--- TRECHO DO TEXTO ---
E aqui, obviamente, cabe uma explicação sobre a razão pela qual o blogueiro afirma isso. Não pelo motivo que eu não vi Amaury Pasos e Wlamir Marques, gênios do basquete brasileiro, bicampeões mundiais, duas vezes medalhista olímpicos e com mais um punhado de conquistas, nem pelo fato de Oscar Schmidt, Hall da Fama e outro monstro do esporte, ter marcas individuais magníficas mas poucas conquistas coletivas. O fato, pra mim e respeitando a opinião contrária, é que ninguém conjugou melhor o duo seleção + time como Ginóbili, brilhante e vencedor ao extremo nas duas esferas.

O garoto que saiu cedo, cedinho, de Bahia Blanca, na Argentina, sua cidade-natal, rumou para o Reggio Calabria. De cara, promoção da segunda para a primeira divisão na Liga Italiana em 1999. Em seguida, transferência para o gigante Bologna. No tempo em que atuou por lá, Manu, que jogava com a 6, foi campeão da Euroliga em 2001, MVP das finais da Euro e 2X MVP da Liga Italiana.

Isso tudo com 23, 24 anos. Sempre com sua canhota matadora. Sempre com seu instinto decisivo. Sempre sem temer a nada e nem a ninguém. Jogava por um timaço, comandado por Ettore Messina, o mesmo cara que depois tornou-se assistente dele no San Antonio Spurs, e parecia não se incomodar com o fato de os veteranos terem a alcunha de decidir as partidas. A bola parava em sua mão, o mundo congelava, Manu só parava na cesta ou para uma bandeja límpida ou para uma enterrada feroz (na época ele enterrava – época que a Euroliga passava por aqui aliás…).

Registros de apontamento e rotulagem:
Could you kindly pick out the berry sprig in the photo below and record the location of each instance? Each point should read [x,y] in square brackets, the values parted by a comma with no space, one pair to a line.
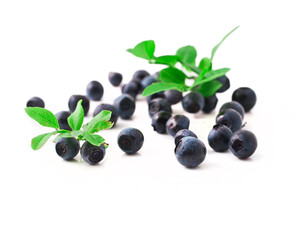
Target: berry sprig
[47,119]
[173,78]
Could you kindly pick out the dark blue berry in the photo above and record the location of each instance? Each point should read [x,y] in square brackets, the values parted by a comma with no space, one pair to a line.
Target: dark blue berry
[115,78]
[62,119]
[225,84]
[176,123]
[173,96]
[157,105]
[193,102]
[159,120]
[246,97]
[190,152]
[67,148]
[219,138]
[130,140]
[183,133]
[125,106]
[210,104]
[74,99]
[109,107]
[230,118]
[94,90]
[35,102]
[235,106]
[243,144]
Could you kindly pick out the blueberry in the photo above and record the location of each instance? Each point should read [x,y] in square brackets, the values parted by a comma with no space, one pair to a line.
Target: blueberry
[246,97]
[130,140]
[94,90]
[183,133]
[159,120]
[193,102]
[62,119]
[173,96]
[73,100]
[139,75]
[225,84]
[157,105]
[67,148]
[235,106]
[210,104]
[92,154]
[243,144]
[125,106]
[109,107]
[219,138]
[115,78]
[230,118]
[190,152]
[35,102]
[176,123]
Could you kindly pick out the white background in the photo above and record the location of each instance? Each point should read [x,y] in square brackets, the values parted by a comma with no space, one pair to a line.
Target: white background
[52,49]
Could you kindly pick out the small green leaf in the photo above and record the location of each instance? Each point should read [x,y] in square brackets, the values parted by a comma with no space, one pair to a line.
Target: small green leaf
[39,141]
[188,54]
[207,89]
[158,87]
[172,75]
[211,75]
[170,60]
[144,50]
[75,119]
[43,116]
[219,44]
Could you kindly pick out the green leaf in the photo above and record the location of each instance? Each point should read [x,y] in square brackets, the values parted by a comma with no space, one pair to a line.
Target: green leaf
[75,119]
[96,140]
[170,60]
[99,122]
[144,50]
[158,87]
[207,89]
[43,116]
[39,141]
[188,54]
[205,63]
[172,75]
[211,75]
[219,44]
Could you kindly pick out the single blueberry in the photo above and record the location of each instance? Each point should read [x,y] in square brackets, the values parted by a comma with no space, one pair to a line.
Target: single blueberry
[92,154]
[190,152]
[246,97]
[115,78]
[159,120]
[35,102]
[173,96]
[176,123]
[235,106]
[225,83]
[94,90]
[210,104]
[157,105]
[130,140]
[125,106]
[193,102]
[243,144]
[67,148]
[109,107]
[219,138]
[230,118]
[62,119]
[183,133]
[74,99]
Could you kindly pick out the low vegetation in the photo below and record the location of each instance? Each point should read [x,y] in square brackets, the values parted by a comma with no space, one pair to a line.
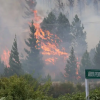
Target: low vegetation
[27,88]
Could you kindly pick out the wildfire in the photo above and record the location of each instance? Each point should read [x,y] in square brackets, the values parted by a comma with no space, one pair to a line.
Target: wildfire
[48,42]
[5,57]
[77,73]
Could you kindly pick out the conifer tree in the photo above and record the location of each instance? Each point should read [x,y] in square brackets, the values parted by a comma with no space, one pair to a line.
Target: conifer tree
[71,66]
[34,60]
[79,36]
[85,64]
[97,57]
[14,62]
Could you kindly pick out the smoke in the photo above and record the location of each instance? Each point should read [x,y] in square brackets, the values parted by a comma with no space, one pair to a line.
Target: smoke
[12,22]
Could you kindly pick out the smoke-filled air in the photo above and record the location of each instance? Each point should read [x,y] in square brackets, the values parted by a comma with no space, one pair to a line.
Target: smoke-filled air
[49,38]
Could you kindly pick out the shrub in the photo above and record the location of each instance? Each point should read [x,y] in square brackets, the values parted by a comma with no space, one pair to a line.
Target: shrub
[18,88]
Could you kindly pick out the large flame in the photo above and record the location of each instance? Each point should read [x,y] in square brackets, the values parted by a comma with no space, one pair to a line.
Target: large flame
[5,57]
[48,42]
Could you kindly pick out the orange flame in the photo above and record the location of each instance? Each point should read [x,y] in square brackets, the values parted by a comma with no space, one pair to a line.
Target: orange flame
[77,73]
[5,57]
[50,46]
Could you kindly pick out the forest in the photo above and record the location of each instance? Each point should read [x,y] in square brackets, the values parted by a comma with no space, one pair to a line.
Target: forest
[53,63]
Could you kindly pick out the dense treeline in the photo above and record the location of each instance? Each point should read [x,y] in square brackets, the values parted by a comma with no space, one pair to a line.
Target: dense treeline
[25,87]
[71,34]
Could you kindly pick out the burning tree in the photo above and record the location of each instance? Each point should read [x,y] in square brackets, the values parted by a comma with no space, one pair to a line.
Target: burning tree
[34,60]
[63,28]
[14,62]
[85,64]
[79,36]
[71,67]
[97,57]
[2,66]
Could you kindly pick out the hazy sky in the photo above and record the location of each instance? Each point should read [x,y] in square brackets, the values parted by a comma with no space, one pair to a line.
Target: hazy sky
[11,12]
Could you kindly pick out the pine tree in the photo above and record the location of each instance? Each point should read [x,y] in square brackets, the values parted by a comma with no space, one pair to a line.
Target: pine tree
[79,36]
[85,64]
[49,23]
[71,67]
[2,67]
[95,4]
[14,62]
[97,56]
[34,60]
[63,29]
[92,53]
[71,4]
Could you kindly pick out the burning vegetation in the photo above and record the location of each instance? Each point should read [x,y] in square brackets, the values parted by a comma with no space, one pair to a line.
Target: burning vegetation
[54,45]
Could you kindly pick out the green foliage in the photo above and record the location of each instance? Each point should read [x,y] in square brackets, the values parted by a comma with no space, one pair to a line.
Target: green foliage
[97,56]
[2,67]
[47,78]
[79,36]
[71,67]
[57,90]
[34,60]
[14,62]
[20,88]
[85,64]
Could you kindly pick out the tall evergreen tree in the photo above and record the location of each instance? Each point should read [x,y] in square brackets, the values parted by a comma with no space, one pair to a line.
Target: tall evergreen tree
[34,60]
[2,67]
[71,66]
[95,4]
[71,5]
[97,56]
[14,62]
[79,36]
[92,53]
[85,64]
[63,29]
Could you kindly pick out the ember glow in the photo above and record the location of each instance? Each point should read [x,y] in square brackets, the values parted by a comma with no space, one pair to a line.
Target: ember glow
[48,42]
[5,57]
[77,73]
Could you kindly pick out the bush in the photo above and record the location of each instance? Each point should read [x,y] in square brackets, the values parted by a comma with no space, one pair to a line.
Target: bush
[18,88]
[62,89]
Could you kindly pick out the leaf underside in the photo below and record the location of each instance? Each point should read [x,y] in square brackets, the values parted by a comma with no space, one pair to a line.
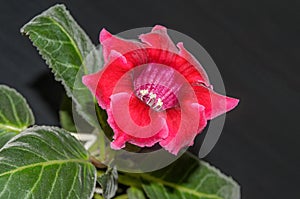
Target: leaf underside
[45,162]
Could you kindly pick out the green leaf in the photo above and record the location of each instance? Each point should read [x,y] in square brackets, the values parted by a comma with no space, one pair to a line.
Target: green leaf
[189,177]
[65,115]
[45,162]
[135,193]
[69,53]
[109,182]
[15,114]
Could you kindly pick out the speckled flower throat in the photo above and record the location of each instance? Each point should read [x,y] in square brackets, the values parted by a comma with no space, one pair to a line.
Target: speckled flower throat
[157,86]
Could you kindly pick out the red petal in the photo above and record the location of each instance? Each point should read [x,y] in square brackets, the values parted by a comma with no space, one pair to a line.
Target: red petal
[214,103]
[191,59]
[159,38]
[184,124]
[103,83]
[142,126]
[110,42]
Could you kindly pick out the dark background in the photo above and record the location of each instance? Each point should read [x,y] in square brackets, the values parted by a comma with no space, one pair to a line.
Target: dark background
[255,45]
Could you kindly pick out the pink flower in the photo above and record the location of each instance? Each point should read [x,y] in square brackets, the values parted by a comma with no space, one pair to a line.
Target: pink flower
[154,91]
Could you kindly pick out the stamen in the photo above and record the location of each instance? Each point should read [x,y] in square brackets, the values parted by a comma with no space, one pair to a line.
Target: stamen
[158,105]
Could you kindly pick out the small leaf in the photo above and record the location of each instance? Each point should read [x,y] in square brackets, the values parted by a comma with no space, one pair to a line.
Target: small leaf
[109,182]
[191,178]
[45,162]
[69,52]
[15,114]
[135,193]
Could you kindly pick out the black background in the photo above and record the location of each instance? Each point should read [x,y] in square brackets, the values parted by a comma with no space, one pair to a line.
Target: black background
[255,45]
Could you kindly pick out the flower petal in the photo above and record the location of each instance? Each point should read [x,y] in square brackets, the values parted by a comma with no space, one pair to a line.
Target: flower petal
[184,124]
[110,42]
[102,84]
[214,103]
[159,38]
[191,59]
[141,123]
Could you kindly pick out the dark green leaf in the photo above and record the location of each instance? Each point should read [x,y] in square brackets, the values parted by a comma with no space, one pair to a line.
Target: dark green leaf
[45,162]
[109,182]
[191,178]
[66,116]
[69,53]
[15,114]
[135,193]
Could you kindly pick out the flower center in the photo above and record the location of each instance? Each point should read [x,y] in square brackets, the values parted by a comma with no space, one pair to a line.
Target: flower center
[157,85]
[158,97]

--- TAREFAS PROPOSTAS ---
**1.** Reescreva em forma de lista o parágrafo do texto sobre Ginóbili que começa com "O garoto que saiu cedo", conservando os fatos principais.
**2.** Liste todas as linhas dos registros em que aparece a palavra "treeline", levando em conta a diferença entre maiúsculas e minúsculas.
O texto e os registros são materiais independentes, sem relação entre si.

--- RESPOSTAS DAS TAREFAS ---
**1.**
- Saiu muito cedo de Bahia Blanca, na Argentina, sua cidade natal, e foi para o Reggio Calabria.
- Logo de início, conseguiu a promoção da segunda para a primeira divisão da Liga Italiana, em 1999.
- Em seguida, transferiu-se para o Bologna.
- No Bologna, jogando com a 6, foi campeão da Euroliga em 2001, MVP das finais da Euroliga e duas vezes MVP da Liga Italiana.

**2.**
Could you kindly pick out the dense treeline in the photo above and record the location of each instance? Each point should read [x,y] in square brackets, the values parted by a comma with no space, one pair to a line.
Target: dense treeline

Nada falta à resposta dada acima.